[Written exercise]: Pick out every line in the entries below that contains the string "surface" and copy each one.

(Coordinate annotation entries)
((
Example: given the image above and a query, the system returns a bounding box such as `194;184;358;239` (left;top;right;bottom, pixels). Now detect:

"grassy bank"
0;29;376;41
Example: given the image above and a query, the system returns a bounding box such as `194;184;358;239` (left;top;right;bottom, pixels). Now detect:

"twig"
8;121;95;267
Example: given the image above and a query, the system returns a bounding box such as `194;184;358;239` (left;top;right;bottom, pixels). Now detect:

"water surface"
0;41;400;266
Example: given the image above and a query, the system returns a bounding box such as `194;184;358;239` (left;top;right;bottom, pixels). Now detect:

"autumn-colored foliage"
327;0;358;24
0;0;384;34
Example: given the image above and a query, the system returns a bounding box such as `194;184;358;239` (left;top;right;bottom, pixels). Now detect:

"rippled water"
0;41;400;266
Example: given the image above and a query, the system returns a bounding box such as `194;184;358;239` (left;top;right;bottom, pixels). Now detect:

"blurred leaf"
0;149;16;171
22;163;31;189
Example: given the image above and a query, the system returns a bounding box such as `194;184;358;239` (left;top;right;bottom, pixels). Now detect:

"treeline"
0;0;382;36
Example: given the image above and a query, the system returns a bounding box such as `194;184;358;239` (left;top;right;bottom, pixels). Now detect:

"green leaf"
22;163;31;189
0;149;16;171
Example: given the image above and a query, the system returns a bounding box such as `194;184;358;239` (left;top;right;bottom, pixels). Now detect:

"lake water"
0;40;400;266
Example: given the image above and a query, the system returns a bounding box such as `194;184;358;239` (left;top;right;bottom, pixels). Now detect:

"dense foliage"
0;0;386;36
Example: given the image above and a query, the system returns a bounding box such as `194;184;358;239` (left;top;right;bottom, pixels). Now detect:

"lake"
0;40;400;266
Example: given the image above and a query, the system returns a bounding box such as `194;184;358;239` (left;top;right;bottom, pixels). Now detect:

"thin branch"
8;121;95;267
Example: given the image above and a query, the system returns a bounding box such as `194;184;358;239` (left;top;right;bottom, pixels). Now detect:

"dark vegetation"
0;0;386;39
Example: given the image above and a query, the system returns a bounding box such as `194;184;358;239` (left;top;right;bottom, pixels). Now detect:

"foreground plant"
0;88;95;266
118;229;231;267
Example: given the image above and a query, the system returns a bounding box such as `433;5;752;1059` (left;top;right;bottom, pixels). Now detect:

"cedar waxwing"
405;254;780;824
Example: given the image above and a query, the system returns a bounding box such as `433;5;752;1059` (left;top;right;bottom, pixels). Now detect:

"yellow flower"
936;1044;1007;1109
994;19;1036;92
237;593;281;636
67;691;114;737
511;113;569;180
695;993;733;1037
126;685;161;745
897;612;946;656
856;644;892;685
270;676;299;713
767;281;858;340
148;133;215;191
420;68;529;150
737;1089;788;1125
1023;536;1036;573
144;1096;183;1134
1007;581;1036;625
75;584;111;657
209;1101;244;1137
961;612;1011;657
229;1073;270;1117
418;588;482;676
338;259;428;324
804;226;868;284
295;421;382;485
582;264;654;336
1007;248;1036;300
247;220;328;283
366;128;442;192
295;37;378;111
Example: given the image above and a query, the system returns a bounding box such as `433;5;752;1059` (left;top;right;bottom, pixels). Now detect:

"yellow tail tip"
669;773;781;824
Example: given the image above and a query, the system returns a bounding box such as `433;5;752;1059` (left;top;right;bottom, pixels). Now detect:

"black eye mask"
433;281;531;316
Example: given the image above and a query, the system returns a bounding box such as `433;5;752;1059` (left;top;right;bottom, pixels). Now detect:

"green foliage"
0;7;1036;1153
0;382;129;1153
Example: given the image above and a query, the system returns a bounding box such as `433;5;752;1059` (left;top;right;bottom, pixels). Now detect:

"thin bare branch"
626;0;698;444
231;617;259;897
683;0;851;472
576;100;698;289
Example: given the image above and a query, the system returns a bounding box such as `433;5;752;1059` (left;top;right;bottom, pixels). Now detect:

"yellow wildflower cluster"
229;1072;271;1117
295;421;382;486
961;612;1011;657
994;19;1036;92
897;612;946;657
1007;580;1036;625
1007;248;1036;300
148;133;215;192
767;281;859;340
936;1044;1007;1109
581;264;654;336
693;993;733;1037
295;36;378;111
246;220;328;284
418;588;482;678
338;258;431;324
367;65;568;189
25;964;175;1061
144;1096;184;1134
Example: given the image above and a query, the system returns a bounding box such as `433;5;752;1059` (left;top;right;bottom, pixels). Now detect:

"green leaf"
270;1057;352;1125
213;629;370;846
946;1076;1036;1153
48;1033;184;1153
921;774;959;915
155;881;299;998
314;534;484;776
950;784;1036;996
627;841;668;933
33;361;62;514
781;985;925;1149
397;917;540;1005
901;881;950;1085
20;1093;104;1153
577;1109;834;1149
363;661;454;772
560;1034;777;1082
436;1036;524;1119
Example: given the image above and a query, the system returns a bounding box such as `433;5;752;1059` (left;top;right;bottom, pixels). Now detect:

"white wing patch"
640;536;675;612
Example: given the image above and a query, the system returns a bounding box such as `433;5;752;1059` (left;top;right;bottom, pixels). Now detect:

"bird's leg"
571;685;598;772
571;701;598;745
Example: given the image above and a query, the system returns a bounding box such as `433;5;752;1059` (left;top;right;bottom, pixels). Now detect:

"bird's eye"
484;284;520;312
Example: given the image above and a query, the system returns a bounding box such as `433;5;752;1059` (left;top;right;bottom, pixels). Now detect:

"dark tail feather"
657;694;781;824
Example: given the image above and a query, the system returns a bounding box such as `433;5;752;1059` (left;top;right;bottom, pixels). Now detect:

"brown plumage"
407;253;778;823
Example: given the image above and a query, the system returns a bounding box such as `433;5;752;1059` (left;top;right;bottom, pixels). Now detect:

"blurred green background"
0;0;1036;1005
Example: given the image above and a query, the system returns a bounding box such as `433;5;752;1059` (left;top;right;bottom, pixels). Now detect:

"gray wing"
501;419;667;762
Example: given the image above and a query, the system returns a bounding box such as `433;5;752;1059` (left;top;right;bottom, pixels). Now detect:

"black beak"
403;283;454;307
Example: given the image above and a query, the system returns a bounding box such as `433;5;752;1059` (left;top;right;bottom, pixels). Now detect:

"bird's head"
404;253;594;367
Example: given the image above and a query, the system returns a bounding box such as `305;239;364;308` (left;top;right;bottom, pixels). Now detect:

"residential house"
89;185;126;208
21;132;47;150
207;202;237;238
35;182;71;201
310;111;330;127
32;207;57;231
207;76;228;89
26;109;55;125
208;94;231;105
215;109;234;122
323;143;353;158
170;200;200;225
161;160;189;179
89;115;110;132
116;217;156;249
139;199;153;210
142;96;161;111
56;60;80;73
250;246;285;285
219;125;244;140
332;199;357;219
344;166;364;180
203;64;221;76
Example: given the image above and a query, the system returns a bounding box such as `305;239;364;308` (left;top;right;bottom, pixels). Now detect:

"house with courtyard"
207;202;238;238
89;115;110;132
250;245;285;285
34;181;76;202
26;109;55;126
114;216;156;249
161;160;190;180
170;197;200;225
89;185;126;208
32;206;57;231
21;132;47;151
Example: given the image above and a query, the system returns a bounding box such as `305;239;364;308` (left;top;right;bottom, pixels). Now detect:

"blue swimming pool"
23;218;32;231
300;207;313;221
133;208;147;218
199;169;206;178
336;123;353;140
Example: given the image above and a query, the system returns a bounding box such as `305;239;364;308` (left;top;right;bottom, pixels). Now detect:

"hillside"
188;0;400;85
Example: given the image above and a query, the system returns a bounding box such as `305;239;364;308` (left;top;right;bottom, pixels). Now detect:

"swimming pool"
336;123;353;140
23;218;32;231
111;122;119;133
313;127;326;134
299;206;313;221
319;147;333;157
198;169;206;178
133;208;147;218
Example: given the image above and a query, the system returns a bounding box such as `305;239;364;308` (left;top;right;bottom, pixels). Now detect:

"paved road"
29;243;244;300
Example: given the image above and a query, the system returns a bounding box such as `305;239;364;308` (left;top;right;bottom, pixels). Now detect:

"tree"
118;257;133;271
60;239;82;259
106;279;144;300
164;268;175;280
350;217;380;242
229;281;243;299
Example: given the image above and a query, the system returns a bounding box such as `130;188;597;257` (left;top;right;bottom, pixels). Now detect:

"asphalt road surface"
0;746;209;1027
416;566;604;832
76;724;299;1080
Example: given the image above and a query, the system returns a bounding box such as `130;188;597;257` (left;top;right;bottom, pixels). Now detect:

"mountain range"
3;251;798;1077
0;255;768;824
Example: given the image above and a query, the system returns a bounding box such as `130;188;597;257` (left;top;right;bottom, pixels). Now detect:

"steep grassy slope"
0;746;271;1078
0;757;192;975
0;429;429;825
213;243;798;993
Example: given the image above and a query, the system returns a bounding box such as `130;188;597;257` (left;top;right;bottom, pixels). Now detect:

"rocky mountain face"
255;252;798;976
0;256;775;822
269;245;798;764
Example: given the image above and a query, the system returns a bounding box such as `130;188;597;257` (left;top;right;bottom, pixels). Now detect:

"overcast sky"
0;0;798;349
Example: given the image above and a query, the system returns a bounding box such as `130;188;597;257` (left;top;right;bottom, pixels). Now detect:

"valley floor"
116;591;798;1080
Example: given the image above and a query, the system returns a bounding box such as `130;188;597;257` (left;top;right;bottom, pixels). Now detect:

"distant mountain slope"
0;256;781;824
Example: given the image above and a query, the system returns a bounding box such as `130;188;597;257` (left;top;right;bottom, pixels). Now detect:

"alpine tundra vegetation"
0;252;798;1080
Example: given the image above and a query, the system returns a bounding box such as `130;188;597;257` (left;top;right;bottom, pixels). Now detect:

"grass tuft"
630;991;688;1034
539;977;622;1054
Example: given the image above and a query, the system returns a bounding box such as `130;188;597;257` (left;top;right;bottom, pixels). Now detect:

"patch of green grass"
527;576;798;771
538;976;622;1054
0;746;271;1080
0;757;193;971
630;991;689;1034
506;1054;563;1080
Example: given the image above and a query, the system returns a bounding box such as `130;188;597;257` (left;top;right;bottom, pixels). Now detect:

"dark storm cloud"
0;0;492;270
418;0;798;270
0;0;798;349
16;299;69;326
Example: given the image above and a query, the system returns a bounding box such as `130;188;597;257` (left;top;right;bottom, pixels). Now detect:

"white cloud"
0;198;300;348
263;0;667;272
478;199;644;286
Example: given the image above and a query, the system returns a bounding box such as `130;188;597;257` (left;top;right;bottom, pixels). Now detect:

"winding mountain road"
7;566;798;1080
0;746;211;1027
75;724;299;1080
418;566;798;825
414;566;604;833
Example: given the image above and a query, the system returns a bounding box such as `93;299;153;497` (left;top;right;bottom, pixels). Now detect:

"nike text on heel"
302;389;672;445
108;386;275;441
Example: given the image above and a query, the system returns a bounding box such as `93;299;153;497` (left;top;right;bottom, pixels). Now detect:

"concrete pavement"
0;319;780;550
))
[Full response]:
"water surface"
"asphalt road surface"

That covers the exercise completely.